:: DATA LINES
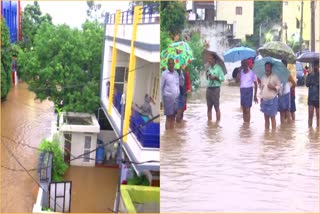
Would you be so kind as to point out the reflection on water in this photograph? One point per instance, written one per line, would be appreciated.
(23, 120)
(235, 167)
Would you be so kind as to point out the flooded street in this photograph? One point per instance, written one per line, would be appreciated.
(98, 193)
(23, 120)
(232, 167)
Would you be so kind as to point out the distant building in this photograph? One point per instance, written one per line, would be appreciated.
(291, 22)
(11, 11)
(131, 63)
(238, 13)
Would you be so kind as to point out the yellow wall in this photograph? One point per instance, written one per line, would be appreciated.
(290, 12)
(226, 10)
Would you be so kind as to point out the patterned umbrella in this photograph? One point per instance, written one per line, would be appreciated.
(238, 53)
(180, 52)
(309, 57)
(278, 50)
(278, 68)
(205, 55)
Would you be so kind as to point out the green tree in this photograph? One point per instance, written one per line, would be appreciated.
(6, 60)
(31, 20)
(173, 17)
(59, 166)
(64, 66)
(264, 12)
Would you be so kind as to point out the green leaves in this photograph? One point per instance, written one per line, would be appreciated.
(6, 59)
(264, 12)
(69, 59)
(173, 17)
(59, 167)
(31, 20)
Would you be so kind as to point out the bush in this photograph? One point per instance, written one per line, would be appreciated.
(6, 60)
(59, 166)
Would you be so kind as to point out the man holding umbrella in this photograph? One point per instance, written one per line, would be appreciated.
(247, 78)
(270, 85)
(312, 82)
(215, 78)
(170, 92)
(285, 98)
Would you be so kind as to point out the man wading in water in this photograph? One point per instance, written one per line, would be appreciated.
(215, 78)
(247, 78)
(170, 92)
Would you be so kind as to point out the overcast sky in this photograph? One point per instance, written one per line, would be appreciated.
(74, 13)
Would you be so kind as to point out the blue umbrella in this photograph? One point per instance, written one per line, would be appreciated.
(278, 68)
(238, 53)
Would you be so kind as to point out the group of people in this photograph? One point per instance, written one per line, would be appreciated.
(175, 85)
(274, 95)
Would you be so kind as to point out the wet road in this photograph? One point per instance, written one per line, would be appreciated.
(23, 120)
(232, 167)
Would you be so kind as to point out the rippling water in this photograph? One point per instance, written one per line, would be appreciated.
(233, 167)
(23, 120)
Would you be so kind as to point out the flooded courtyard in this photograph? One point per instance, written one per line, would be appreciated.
(24, 121)
(233, 167)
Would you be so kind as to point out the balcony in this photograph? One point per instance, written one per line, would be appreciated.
(146, 48)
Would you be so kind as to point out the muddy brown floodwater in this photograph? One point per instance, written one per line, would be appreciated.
(23, 120)
(231, 167)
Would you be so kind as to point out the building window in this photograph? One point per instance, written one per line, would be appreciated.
(87, 147)
(155, 90)
(297, 23)
(120, 78)
(238, 10)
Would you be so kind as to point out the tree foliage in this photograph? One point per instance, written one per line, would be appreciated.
(64, 65)
(173, 17)
(31, 20)
(264, 12)
(59, 166)
(6, 60)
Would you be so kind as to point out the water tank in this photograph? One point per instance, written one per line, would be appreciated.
(100, 154)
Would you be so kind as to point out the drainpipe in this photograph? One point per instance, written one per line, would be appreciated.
(119, 154)
(301, 27)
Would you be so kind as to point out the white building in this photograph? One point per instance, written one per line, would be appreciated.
(131, 66)
(78, 132)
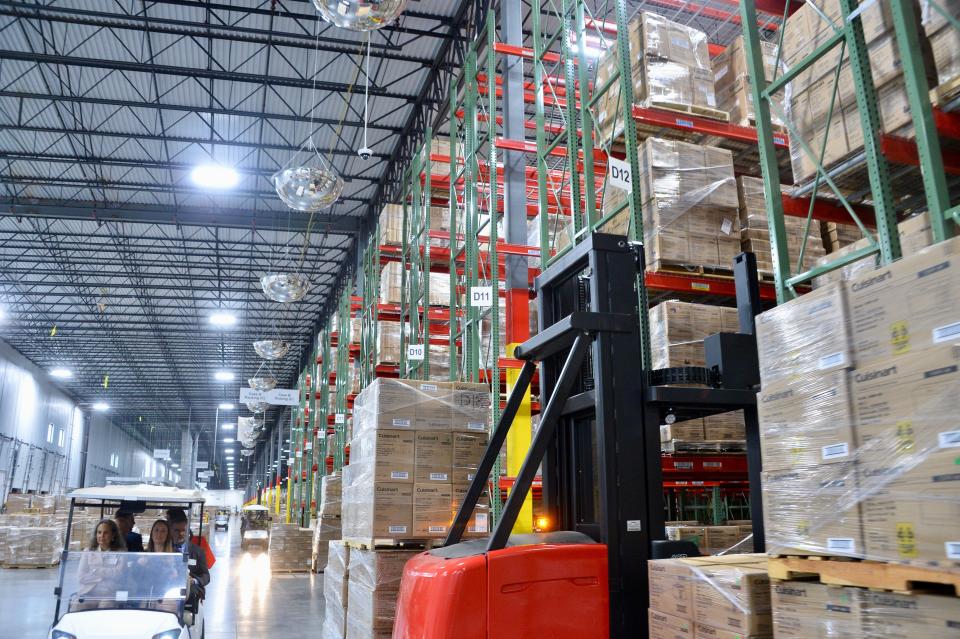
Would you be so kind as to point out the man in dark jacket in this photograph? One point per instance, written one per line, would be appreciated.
(126, 522)
(199, 572)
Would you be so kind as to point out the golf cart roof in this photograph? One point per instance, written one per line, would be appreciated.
(140, 492)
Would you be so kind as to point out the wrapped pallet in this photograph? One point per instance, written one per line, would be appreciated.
(710, 597)
(755, 232)
(291, 548)
(809, 95)
(670, 67)
(403, 459)
(690, 207)
(858, 415)
(373, 587)
(335, 582)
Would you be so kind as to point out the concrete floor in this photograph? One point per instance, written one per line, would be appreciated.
(244, 599)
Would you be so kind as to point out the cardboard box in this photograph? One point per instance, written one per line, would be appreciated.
(388, 455)
(906, 306)
(806, 422)
(805, 336)
(468, 450)
(433, 456)
(432, 513)
(804, 609)
(813, 511)
(664, 626)
(909, 616)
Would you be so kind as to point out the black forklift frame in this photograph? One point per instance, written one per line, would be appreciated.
(599, 434)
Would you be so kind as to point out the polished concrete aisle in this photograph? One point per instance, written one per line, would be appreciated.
(244, 599)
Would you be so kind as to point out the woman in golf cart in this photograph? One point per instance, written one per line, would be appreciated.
(100, 574)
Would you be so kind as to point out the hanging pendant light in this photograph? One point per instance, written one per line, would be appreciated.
(285, 287)
(360, 15)
(271, 349)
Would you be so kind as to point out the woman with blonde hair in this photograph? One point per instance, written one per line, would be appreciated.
(160, 539)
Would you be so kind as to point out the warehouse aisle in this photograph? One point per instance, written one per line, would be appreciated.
(244, 600)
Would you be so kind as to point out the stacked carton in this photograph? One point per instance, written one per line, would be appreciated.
(810, 93)
(335, 577)
(755, 233)
(731, 80)
(690, 207)
(710, 597)
(415, 445)
(372, 591)
(858, 414)
(677, 331)
(803, 609)
(670, 66)
(291, 547)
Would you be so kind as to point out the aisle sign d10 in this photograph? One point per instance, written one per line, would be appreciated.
(415, 352)
(618, 174)
(481, 296)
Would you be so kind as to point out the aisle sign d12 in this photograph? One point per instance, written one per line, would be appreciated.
(481, 296)
(415, 352)
(618, 174)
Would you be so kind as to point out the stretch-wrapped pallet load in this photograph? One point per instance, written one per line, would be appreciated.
(291, 548)
(804, 609)
(810, 94)
(335, 578)
(755, 232)
(731, 81)
(860, 393)
(725, 597)
(415, 444)
(915, 235)
(372, 591)
(677, 331)
(669, 67)
(690, 207)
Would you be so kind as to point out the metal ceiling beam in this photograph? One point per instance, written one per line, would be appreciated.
(144, 214)
(174, 138)
(128, 66)
(203, 110)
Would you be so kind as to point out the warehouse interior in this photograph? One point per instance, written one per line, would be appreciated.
(473, 319)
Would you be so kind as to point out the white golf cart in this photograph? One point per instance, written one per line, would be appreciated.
(124, 594)
(255, 527)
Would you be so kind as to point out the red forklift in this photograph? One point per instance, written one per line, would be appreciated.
(599, 446)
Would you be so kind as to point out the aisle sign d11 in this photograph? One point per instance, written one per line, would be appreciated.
(415, 352)
(618, 174)
(481, 296)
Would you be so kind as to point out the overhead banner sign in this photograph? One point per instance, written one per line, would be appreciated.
(277, 396)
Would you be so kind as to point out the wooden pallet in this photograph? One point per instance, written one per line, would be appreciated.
(841, 571)
(392, 544)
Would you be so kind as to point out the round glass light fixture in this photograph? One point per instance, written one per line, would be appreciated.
(271, 348)
(215, 176)
(305, 188)
(257, 407)
(360, 15)
(262, 383)
(285, 287)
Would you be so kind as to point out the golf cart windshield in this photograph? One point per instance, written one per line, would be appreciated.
(123, 580)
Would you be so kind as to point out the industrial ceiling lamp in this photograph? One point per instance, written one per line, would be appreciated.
(285, 287)
(360, 15)
(271, 349)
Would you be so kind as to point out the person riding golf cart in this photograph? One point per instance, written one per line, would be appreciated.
(255, 527)
(104, 591)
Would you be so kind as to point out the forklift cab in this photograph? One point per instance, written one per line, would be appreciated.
(599, 445)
::::
**WHAT THE TASK ASKS**
Extract the text of every item above verbatim, line by line, and omit the pictures from your answer.

**SOLUTION TO THIS PROBLEM**
Would you be so kind as to point out the reflection on water in this photograph? One point per instance, written one per line, would be appreciated.
(23, 120)
(235, 167)
Would you be so kind as to point out the flooded street in this photograph? One point per instance, written one per line, would be appreciated.
(98, 193)
(23, 120)
(232, 167)
Would you be so kind as to point out the distant building in this photograph? One point per instance, written one per line, would be appreciated.
(291, 22)
(11, 11)
(131, 63)
(238, 13)
Would you be so kind as to point out the yellow wall in this photograph? One point per instance, written one per line, would be appreciated.
(290, 12)
(226, 10)
Would you be so kind as to point out the patterned umbrella in this photograph? One point per instance, written one per line, would be appreciated.
(238, 53)
(180, 52)
(309, 57)
(278, 50)
(278, 68)
(205, 55)
Would you be so kind as to point out the green tree in this photograph? One point per instance, written one per line, would be appreciated.
(6, 60)
(31, 20)
(173, 17)
(59, 166)
(64, 66)
(264, 12)
Would you be so kind as to point out the green leaves in this photograph? One point per instance, written one per line, would be appreciated.
(6, 59)
(264, 12)
(69, 59)
(173, 17)
(59, 167)
(31, 20)
Would you be so kind as to point out the bush in this photograph? One point per instance, written one per line, would be appreciated.
(6, 60)
(59, 166)
Would you be so kind as to point out the man holding umbrella in this photograph? One point per instance, written one per line, would be appreciated.
(247, 78)
(270, 85)
(312, 82)
(215, 78)
(170, 92)
(285, 98)
Would you be so kind as to point out the man wading in water in this photograph? One point per instance, written one per line, would be appreciated.
(215, 78)
(247, 78)
(170, 92)
Would you be so kind as to point out the overcast sky in this photograph? One point per instance, written one per line, would be appreciated.
(74, 13)
Would you be so kind as to point out the blue umbrella in this photograph? One point per instance, written one per line, would be appreciated.
(278, 68)
(238, 53)
Would you be so kind as to point out the group of people in this photograph? One point per instance, written one per line, would be appreciated.
(175, 85)
(274, 95)
Would you be so kind as to point out the wet road in this photograph? One point per instance, written one per line, would be appreciated.
(23, 120)
(232, 167)
Would you be so kind as to point out the rippling water in this photograph? One point per instance, written one per line, would be appreciated.
(233, 167)
(23, 120)
Would you be so kind as to point out the flooded courtyard in this photograph? One point per instance, written one per line, would be appreciated.
(24, 121)
(233, 167)
Would you be so kind as to point out the balcony in this photograph? One point per instance, written one per line, would be appreciated.
(146, 48)
Would you be so kind as to point out the muddy brown floodwater in this photograph? One point per instance, written one per line, would be appreciated.
(23, 120)
(231, 167)
Would you be so kind as to point out the building window in this photograph? One point per instance, written one per line, would be appreciated.
(87, 147)
(155, 90)
(297, 23)
(120, 78)
(238, 10)
Would you be so kind as to point out the tree foliage in this photograph? One point per instance, written one per line, would be appreciated.
(64, 65)
(173, 17)
(31, 20)
(264, 12)
(59, 166)
(6, 60)
Would you be so kind as to point out the water tank in this photograph? One point per instance, written one per line, would be appreciated.
(100, 154)
Would you be so kind as to point out the drainpipe in this photograph? One point per instance, written one per line, would be appreciated.
(119, 154)
(301, 27)
Would you be so kind as to point out the white building in this photograph? One point per instance, written one per line, would be appreciated.
(131, 66)
(78, 132)
Would you be so kind as to point out the man in dark jacket in this photograph? One point per instance, written one per line, would be appreciated.
(126, 522)
(199, 572)
Would you be so kind as to point out the golf cart roof in this photograph? One point per instance, written one per line, would be appreciated.
(140, 492)
Would you be so kind as to point out the wrapped pallet in this photograph? One point per instance, written one per line, would be appreciated.
(710, 597)
(755, 232)
(291, 548)
(809, 95)
(670, 67)
(403, 459)
(690, 207)
(858, 415)
(373, 587)
(335, 582)
Would you be so kind as to point out the concrete floor in this photograph? One point per instance, written one per line, would be appreciated.
(244, 599)
Would you be so kind as to point out the cardboard box in this photograph? One point per instance, written one per line, would be appreciated.
(388, 455)
(906, 306)
(806, 422)
(805, 336)
(468, 450)
(433, 456)
(432, 513)
(804, 609)
(813, 511)
(664, 626)
(909, 616)
Would you be so kind as to point out the black forklift frame in this photograph? One point per instance, written one per line, would be appreciated.
(599, 434)
Would you be so kind as to point out the polished concrete aisle in this photograph? One point per instance, written one per line, would be appreciated.
(244, 599)
Would you be so kind as to point out the woman in golf cart in this photograph? One point per instance, written one per line, would be appreciated.
(100, 574)
Would you be so kind as to point out the hanging pendant light in this photograph? One point per instance, written one per line, would be appreciated.
(285, 287)
(360, 15)
(271, 349)
Would you be so kind as to point out the woman with blonde hair in this photograph? One point per instance, written one per line, would be appreciated.
(160, 539)
Would you be so kind as to point out the warehouse aisle in this photograph? One point per instance, written one per line, would be appreciated.
(244, 600)
Would you be so kind as to point out the stacked carton in this photograph? One point per instance, written one per line, would be appreciated.
(810, 93)
(335, 577)
(755, 233)
(731, 80)
(690, 207)
(710, 597)
(415, 445)
(372, 591)
(858, 414)
(677, 331)
(803, 609)
(670, 66)
(291, 547)
Would you be so kind as to point out the aisle sign d10 in this photograph? One point per instance, written one per line, would be appreciated.
(415, 352)
(618, 174)
(481, 296)
Would you be so kind as to point out the aisle sign d12 in this photograph? One point per instance, written one per line, would be appreciated.
(481, 296)
(415, 352)
(618, 174)
Would you be so kind as to point out the stretch-wrapped pallet load in this photograph? One point per instance, written one per line, would be appreciated.
(291, 548)
(804, 609)
(810, 94)
(335, 578)
(755, 232)
(731, 81)
(860, 393)
(725, 597)
(415, 444)
(915, 235)
(372, 591)
(677, 331)
(669, 67)
(690, 207)
Would you be so kind as to point out the metal ceiling beam in this photograph? One point per instance, written one per line, would be appreciated.
(144, 214)
(174, 138)
(128, 66)
(203, 110)
Would you be so kind as to point out the warehouse interior in this photograph? One point per instance, written one per line, would be appreciated.
(473, 319)
Would you be so kind as to point out the white golf cart in this photograph? One point per instance, written one per line, would be appreciated.
(124, 594)
(255, 527)
Would you be so kind as to point out the red forklift in this photograph? One point per instance, written one per line, would be appreciated.
(599, 446)
Would you be so kind as to point out the aisle sign d11 in this photograph? One point per instance, written one per line, would be appreciated.
(415, 352)
(618, 174)
(481, 296)
Would you be so kind as to point out the overhead banner sign in this photograph? One point per instance, written one per line, would be appreciated.
(277, 396)
Would you be so kind as to point out the wooden pallet in this photograph? One point per instance, written one per line, would be appreciated.
(841, 571)
(392, 544)
Would you be so kind as to point out the round glass light fixture in this photograph? One point per instance, written one per line, would be appreciated.
(271, 348)
(215, 176)
(305, 188)
(257, 407)
(360, 15)
(262, 383)
(285, 287)
Would you be so kind as to point out the golf cart windshield in this photograph? One point per instance, written one per line, would be appreciated.
(123, 580)
Would you be so kind as to point out the industrial ceiling lamp in this photograph? One point per instance, written one per line, would be appreciated.
(285, 287)
(360, 15)
(271, 349)
Would you be so kind as to point out the person riding golf cart in this photograph? One point per instance, written one per line, would be appreciated.
(255, 527)
(104, 591)
Would you be so kind as to point out the forklift cab in this photograph? One point per instance, written one per line, would be appreciated.
(599, 445)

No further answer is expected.